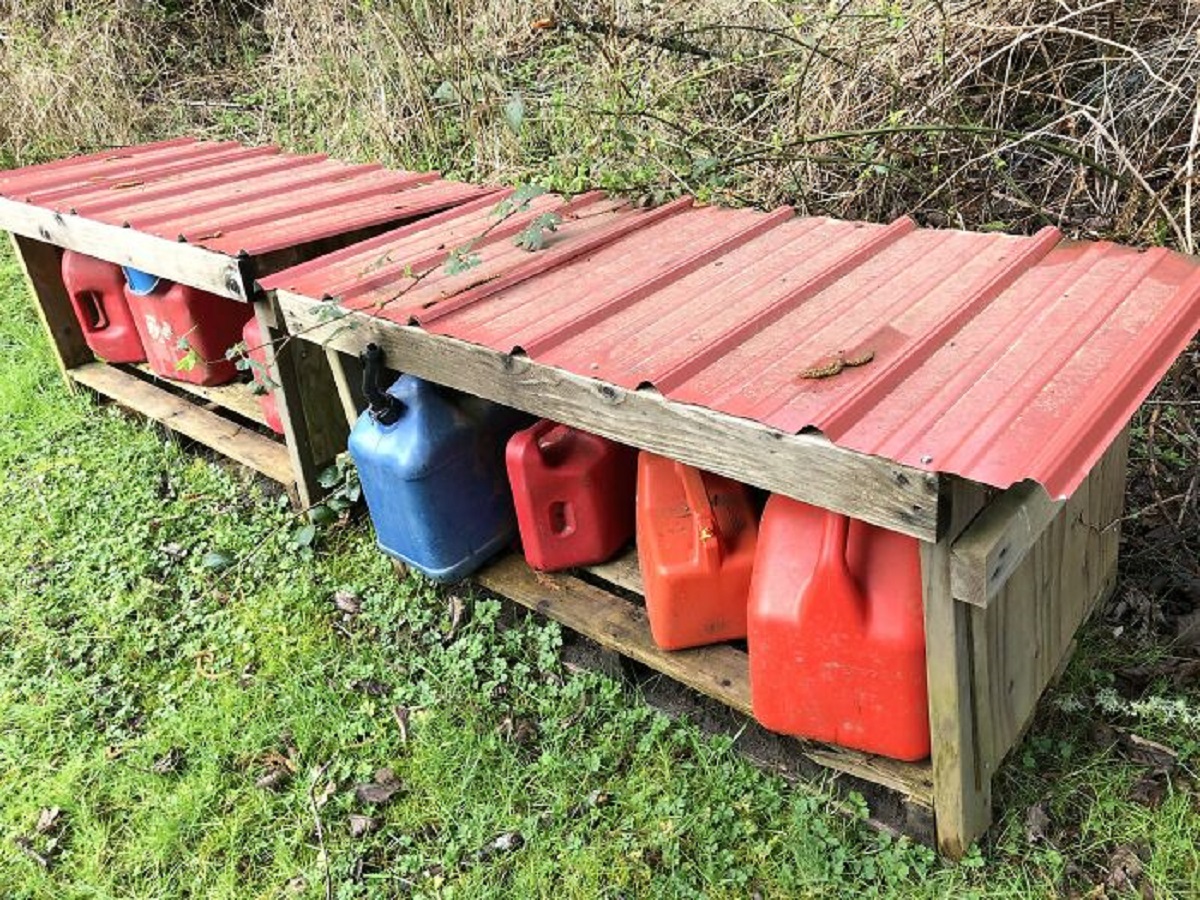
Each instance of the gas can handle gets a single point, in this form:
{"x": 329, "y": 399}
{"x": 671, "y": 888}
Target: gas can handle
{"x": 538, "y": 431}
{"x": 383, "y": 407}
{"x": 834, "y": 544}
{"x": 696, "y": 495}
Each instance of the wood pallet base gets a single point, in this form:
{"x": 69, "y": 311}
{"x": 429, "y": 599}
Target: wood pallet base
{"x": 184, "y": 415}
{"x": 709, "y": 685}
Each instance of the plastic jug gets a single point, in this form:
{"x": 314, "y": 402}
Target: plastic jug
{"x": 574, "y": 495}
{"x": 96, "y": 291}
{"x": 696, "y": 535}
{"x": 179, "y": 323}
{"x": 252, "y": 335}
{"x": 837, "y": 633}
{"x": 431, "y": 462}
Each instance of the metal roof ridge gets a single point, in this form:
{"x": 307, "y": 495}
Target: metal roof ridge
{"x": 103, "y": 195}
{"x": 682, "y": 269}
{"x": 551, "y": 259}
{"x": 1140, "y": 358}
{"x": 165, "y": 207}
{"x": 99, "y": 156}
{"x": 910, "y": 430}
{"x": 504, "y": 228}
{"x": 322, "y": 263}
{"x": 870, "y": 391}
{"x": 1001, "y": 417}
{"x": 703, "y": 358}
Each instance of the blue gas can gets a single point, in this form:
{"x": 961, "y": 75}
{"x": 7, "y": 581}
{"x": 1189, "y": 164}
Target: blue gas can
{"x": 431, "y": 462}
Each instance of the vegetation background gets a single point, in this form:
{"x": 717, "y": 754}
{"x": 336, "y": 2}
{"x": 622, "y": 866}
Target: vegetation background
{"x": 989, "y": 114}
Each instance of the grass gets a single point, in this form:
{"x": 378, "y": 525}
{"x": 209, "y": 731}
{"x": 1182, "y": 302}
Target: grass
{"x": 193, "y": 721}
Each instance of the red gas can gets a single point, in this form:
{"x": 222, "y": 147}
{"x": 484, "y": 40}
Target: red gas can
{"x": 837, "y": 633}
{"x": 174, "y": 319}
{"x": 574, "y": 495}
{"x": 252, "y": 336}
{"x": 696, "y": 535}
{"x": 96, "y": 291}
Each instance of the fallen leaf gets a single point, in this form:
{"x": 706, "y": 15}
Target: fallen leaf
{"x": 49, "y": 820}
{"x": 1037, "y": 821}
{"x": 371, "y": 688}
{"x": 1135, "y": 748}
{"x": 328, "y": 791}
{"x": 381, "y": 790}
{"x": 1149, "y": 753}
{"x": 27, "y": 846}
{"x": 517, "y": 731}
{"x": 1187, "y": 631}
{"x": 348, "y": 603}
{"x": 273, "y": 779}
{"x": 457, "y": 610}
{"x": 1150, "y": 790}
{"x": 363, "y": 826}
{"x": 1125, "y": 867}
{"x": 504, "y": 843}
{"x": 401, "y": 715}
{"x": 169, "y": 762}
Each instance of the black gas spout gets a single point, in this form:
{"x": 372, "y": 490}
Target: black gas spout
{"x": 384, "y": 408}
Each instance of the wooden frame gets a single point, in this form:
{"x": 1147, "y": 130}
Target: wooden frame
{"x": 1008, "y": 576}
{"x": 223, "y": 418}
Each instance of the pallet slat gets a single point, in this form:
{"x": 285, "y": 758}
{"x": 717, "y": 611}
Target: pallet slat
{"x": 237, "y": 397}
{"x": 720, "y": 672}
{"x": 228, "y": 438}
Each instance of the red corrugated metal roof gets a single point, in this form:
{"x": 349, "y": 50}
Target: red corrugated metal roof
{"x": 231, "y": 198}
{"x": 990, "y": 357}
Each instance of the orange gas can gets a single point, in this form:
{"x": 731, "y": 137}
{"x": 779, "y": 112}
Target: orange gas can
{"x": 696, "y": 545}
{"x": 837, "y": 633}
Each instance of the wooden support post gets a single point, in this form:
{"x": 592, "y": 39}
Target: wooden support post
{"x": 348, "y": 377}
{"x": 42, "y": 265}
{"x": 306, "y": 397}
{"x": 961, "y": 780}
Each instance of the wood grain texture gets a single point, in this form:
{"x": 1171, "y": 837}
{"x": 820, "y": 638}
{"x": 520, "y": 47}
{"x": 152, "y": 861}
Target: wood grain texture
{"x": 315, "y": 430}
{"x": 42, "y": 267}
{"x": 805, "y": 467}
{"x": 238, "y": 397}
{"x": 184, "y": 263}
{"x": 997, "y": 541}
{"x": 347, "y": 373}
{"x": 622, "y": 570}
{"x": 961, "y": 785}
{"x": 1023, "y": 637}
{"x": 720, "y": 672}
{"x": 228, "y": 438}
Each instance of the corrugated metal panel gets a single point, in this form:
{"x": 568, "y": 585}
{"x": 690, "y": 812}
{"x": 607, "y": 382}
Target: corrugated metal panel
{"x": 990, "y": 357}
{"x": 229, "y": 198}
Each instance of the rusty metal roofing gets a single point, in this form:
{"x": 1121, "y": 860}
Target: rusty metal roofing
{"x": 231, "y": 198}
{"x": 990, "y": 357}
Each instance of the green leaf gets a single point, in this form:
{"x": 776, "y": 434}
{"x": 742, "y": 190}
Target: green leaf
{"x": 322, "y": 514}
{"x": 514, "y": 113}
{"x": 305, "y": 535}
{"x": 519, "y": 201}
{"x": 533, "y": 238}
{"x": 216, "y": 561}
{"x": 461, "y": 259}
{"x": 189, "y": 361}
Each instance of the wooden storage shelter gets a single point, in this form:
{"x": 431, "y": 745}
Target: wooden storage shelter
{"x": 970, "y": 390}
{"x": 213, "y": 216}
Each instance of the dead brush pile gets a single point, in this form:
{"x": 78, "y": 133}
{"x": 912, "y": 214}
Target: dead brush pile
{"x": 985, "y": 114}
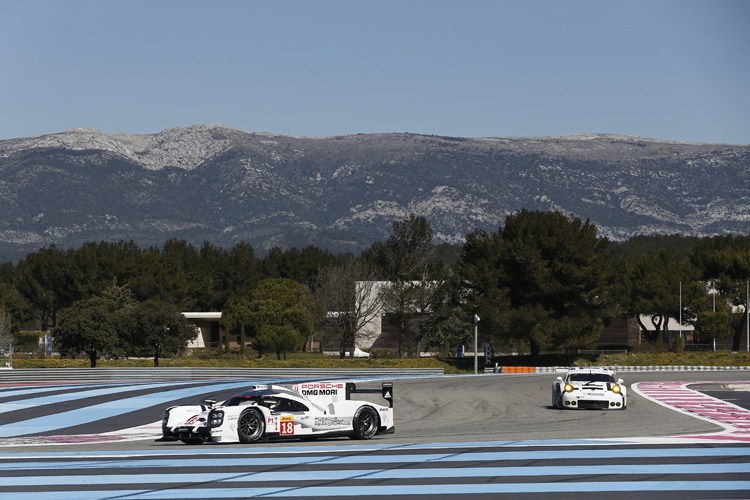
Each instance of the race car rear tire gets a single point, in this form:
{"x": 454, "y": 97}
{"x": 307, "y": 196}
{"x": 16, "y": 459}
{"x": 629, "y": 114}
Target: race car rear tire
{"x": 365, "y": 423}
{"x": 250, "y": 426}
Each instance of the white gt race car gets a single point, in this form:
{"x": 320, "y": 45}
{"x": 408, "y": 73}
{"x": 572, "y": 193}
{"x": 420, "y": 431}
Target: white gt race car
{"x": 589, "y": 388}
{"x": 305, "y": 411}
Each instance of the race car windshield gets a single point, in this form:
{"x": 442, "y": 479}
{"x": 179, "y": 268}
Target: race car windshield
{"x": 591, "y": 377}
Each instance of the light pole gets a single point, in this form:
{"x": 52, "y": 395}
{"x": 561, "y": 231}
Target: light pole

==

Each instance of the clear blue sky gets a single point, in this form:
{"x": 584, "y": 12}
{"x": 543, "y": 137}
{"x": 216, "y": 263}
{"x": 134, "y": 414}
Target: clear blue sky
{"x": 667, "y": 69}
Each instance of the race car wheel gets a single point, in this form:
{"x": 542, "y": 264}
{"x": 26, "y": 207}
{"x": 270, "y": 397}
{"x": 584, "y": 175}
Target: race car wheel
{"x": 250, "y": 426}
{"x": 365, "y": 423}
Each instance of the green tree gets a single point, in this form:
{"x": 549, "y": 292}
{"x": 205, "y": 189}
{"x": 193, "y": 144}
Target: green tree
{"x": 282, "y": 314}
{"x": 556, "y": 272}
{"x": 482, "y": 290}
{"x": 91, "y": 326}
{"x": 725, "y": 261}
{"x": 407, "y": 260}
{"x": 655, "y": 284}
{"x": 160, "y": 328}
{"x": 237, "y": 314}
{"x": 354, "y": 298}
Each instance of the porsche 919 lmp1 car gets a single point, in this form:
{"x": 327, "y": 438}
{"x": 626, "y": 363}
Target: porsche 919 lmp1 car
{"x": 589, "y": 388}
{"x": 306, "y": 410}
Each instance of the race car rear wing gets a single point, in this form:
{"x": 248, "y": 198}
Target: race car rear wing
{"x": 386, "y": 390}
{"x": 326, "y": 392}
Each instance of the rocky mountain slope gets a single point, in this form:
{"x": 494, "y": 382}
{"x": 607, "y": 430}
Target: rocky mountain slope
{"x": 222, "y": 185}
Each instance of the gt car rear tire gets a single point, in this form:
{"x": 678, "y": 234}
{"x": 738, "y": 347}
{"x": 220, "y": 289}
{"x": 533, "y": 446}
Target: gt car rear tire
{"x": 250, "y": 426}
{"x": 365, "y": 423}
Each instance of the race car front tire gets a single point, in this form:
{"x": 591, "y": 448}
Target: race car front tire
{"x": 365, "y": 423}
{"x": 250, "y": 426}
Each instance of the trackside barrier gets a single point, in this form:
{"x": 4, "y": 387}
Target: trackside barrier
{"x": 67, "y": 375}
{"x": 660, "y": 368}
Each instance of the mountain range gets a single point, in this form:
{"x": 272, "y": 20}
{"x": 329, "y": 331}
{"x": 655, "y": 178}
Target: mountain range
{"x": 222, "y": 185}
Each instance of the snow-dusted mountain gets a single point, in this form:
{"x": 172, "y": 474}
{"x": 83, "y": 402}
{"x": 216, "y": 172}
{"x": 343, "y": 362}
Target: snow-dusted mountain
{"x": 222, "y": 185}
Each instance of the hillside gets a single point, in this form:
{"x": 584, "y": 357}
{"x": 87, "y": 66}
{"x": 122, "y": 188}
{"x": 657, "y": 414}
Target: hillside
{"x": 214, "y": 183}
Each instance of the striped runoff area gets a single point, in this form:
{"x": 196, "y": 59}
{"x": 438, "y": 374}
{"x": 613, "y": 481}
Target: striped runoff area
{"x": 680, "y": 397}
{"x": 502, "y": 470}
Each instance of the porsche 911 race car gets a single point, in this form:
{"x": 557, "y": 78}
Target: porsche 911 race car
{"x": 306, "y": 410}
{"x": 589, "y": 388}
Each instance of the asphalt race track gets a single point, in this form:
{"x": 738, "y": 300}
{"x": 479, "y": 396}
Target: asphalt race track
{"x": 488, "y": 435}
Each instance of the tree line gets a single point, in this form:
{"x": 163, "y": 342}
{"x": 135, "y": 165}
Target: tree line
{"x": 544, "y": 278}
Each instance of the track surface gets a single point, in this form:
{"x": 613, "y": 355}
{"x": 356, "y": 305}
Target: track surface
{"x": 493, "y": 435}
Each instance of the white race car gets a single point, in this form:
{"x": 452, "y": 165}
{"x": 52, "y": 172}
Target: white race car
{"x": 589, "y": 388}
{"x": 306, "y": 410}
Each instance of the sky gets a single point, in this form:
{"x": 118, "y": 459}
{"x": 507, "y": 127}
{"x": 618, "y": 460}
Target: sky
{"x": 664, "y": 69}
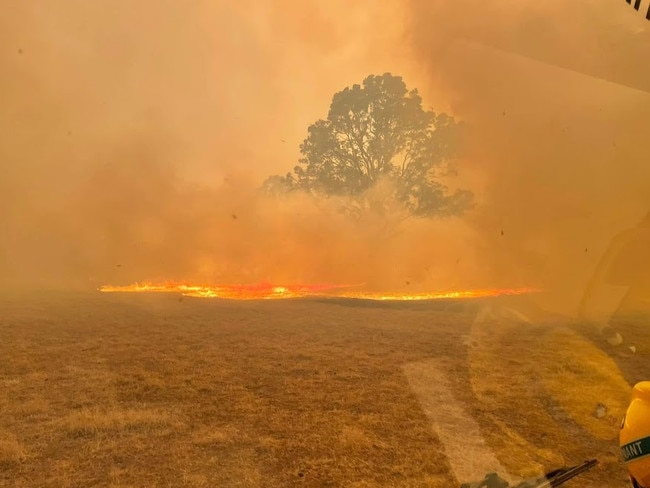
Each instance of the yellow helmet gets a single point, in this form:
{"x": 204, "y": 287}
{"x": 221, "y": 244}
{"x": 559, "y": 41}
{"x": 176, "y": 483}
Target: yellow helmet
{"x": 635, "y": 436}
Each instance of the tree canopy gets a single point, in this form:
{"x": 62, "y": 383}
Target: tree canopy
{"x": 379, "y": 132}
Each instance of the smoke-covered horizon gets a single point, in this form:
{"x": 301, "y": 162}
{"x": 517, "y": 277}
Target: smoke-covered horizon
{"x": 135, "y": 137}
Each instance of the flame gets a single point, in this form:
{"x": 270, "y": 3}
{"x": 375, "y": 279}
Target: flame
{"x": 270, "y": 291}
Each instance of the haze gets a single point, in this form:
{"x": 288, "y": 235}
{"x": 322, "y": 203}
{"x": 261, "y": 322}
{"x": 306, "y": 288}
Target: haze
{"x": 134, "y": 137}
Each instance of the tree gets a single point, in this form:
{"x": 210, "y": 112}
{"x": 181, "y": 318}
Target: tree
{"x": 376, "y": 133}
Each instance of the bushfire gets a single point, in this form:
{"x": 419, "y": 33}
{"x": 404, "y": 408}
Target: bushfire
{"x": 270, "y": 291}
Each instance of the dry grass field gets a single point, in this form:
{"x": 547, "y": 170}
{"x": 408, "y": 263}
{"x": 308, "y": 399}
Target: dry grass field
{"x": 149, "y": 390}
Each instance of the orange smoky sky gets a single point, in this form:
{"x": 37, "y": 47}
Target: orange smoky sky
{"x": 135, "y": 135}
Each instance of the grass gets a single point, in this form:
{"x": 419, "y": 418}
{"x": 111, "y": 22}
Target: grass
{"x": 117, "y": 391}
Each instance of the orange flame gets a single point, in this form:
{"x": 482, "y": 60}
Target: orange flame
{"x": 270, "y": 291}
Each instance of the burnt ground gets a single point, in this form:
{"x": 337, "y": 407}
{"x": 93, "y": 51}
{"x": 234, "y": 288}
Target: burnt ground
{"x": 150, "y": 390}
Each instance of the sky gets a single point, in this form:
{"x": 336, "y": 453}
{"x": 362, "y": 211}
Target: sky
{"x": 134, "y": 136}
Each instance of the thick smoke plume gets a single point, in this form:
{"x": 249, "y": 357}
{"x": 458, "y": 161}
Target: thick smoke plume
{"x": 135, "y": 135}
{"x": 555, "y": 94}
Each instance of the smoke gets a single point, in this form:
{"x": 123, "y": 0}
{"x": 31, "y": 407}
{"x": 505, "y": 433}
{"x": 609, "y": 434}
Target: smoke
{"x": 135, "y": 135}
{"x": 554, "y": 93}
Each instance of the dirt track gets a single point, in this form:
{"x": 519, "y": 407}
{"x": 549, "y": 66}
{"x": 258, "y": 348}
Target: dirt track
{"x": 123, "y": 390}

--

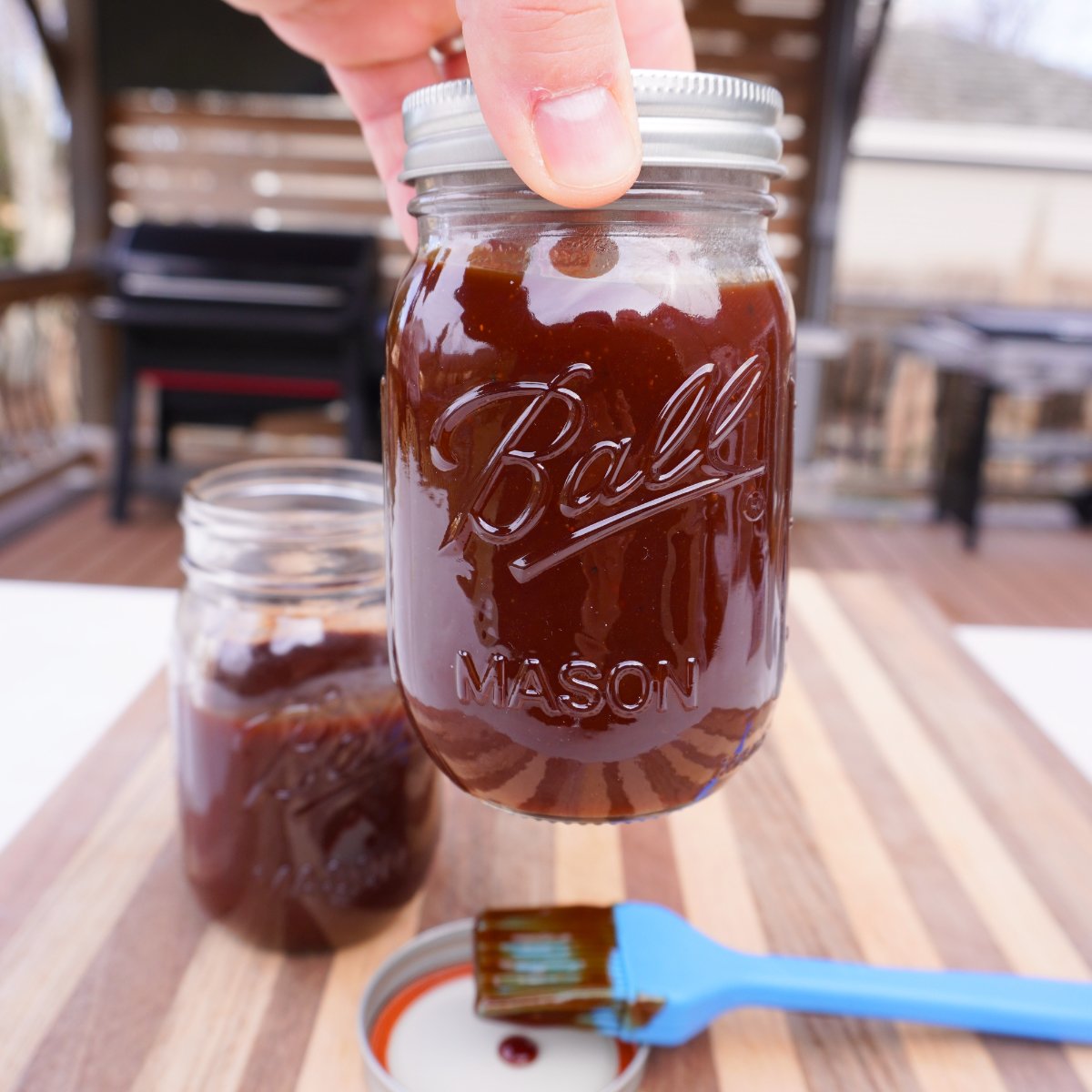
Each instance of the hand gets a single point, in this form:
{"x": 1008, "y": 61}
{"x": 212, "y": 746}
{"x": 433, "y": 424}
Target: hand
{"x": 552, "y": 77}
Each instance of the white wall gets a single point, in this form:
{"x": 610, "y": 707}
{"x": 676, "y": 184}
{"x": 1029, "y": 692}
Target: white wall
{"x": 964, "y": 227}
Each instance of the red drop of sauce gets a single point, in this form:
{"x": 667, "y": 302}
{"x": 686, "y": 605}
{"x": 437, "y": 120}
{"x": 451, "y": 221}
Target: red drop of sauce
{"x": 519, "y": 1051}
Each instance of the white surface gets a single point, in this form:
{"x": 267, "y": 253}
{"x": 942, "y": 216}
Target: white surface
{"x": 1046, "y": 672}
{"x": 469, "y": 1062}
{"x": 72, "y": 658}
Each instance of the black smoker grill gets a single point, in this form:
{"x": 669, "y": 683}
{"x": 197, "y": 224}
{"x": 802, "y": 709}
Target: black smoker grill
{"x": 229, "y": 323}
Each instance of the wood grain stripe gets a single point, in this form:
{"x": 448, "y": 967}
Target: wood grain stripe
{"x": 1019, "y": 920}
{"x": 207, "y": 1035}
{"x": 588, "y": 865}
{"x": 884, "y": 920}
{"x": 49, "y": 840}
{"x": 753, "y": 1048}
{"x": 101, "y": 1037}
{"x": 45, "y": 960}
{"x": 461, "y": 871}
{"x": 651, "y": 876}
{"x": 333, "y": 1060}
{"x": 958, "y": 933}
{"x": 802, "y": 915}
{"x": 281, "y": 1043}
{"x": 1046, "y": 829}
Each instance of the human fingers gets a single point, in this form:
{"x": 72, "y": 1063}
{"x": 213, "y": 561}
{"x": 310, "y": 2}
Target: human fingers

[THE TASK]
Starting at the line that contains "Each instance of the race car windshield" and ending at the line that contains "Target: light pole", write those lines out again with "light pole" swapped for "street lamp" and everything else left unchanged.

[TASK OUTPUT]
Each instance of the race car windshield gets a single point, in this form:
{"x": 442, "y": 479}
{"x": 179, "y": 268}
Target: race car windshield
{"x": 591, "y": 377}
Each instance of the street lamp gets a single point, in this form:
{"x": 52, "y": 395}
{"x": 561, "y": 231}
Target: street lamp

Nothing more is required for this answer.